%%
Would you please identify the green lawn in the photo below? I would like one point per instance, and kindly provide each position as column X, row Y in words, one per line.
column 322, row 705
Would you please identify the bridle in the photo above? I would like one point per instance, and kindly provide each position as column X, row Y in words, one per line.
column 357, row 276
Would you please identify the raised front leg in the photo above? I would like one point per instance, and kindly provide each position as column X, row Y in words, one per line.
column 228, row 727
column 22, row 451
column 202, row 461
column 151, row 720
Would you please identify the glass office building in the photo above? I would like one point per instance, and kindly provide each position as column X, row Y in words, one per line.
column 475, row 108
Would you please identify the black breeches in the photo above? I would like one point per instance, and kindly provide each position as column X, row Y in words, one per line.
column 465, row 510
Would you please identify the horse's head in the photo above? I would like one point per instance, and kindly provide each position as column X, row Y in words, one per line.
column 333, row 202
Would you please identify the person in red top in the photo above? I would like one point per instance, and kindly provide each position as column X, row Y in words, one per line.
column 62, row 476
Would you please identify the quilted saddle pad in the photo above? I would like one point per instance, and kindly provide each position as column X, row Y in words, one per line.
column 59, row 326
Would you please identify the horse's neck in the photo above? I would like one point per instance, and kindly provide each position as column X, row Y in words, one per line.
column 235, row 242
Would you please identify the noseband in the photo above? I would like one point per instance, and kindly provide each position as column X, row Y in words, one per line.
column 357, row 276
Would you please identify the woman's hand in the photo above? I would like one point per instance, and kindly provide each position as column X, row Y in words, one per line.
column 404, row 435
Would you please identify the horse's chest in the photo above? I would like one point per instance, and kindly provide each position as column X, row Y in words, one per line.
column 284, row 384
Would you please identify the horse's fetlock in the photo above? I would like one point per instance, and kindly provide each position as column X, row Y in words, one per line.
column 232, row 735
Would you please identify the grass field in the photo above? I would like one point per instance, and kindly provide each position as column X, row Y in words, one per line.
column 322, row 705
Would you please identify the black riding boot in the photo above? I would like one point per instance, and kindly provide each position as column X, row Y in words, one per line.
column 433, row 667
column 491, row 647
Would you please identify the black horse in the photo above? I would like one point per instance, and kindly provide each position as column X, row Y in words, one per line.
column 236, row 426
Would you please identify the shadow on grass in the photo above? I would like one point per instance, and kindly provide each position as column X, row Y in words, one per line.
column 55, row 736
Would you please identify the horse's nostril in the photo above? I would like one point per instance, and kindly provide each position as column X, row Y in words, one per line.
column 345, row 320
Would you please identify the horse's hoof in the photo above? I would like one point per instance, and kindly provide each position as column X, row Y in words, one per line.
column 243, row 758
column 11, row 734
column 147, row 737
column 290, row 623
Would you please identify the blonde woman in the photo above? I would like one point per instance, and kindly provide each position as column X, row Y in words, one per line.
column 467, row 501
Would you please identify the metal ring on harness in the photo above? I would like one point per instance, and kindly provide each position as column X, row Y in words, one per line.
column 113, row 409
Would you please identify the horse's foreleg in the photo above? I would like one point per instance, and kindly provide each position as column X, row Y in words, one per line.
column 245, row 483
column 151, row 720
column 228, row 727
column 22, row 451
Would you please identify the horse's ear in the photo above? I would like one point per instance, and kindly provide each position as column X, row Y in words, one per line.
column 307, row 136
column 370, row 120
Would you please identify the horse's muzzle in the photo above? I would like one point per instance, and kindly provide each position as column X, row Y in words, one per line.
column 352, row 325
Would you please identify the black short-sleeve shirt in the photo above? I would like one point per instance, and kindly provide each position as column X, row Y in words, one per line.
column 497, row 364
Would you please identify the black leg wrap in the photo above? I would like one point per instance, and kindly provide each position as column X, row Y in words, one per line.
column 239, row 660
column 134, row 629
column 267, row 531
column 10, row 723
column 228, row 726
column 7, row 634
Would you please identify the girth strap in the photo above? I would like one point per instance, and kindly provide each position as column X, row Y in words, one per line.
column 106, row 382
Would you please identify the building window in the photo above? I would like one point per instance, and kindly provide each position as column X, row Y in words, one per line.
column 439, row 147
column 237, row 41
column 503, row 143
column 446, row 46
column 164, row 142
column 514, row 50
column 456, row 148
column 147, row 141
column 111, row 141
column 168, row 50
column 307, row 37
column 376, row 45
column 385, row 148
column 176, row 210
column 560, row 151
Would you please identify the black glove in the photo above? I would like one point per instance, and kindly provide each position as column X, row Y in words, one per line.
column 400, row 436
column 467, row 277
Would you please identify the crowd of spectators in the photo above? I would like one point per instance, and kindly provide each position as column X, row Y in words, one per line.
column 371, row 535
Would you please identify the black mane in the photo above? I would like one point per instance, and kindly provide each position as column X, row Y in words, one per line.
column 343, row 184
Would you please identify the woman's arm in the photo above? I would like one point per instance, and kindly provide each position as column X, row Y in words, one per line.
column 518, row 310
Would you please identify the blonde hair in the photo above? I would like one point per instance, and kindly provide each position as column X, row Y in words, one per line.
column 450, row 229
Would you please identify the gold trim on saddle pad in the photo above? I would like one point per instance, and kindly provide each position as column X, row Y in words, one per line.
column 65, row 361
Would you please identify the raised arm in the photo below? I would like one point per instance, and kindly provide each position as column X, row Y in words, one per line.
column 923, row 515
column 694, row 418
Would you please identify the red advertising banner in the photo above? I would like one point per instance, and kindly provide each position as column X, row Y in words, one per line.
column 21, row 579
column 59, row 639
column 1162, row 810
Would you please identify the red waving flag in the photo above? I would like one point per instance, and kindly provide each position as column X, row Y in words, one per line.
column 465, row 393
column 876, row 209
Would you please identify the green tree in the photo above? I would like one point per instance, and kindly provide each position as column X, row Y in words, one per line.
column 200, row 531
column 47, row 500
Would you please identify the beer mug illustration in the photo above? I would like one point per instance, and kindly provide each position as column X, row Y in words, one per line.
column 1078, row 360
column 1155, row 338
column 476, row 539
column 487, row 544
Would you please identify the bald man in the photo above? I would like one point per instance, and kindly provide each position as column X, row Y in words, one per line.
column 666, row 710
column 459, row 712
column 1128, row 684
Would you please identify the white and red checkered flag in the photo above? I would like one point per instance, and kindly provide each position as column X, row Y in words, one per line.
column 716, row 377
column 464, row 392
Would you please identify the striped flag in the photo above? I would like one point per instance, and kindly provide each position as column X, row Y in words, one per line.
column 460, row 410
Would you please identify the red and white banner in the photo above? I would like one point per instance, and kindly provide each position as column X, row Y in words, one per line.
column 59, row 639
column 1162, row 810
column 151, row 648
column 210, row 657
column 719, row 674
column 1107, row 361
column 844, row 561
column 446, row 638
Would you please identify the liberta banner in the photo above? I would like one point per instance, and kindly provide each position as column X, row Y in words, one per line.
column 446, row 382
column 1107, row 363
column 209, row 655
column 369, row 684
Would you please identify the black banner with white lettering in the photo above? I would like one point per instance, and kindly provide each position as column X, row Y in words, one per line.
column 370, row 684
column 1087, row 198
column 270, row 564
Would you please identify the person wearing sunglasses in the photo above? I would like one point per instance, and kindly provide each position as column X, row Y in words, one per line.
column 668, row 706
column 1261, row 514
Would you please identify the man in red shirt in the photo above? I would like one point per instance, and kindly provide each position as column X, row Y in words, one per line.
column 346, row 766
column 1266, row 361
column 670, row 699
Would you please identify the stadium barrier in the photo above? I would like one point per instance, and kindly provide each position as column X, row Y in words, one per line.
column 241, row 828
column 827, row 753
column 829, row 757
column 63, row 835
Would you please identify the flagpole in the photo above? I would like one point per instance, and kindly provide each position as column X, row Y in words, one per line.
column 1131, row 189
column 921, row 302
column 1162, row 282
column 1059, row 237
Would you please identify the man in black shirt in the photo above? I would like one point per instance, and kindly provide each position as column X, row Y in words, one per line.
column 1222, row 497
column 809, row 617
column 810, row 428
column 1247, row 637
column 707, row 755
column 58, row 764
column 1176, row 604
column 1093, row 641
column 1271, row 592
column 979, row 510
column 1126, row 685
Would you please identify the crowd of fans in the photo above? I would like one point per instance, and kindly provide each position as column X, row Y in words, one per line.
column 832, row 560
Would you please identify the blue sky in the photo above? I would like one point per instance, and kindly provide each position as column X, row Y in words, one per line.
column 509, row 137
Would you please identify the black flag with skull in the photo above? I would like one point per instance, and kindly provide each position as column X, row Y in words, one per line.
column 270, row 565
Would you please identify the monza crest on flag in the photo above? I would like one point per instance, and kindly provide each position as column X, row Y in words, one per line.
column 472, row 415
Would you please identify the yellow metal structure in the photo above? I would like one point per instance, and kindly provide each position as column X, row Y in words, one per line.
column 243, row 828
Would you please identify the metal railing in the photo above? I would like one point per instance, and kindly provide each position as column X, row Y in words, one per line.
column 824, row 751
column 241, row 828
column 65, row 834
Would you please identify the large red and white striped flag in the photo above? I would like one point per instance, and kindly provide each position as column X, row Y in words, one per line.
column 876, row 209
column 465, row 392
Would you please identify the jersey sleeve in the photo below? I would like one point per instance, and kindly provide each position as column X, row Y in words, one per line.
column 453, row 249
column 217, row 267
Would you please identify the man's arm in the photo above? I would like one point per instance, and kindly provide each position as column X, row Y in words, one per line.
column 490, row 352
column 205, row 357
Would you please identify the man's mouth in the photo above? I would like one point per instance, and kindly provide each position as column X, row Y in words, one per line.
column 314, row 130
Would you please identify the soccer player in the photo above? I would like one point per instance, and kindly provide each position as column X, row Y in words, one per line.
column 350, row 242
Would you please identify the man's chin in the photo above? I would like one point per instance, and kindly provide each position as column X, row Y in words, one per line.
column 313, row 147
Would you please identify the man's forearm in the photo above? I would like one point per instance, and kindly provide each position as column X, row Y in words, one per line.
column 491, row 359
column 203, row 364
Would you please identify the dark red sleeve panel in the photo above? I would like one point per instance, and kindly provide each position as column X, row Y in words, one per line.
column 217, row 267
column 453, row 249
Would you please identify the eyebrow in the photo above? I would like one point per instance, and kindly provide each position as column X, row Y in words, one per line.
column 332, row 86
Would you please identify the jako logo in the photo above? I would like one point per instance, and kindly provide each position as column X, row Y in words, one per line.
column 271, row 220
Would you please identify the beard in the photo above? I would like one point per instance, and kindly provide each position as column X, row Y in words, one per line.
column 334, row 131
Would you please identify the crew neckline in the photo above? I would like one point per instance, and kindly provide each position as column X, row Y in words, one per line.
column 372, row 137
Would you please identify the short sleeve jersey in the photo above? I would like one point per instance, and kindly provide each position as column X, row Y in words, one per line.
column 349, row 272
%%
* **本题说明**: 请将上方条目中自含有“Would you please identify the raised arm”的那一行起、至含有“column 694, row 418”的那一行止（首尾两行均计入）的各行输出为 JSON 字符串列表，每行对应一个字符串，空行不予列入。

* **本题解答**:
[
  "Would you please identify the raised arm in the photo below? I would like one point per instance, and kindly provide each position as column X, row Y in words, one per line.",
  "column 923, row 515",
  "column 694, row 418"
]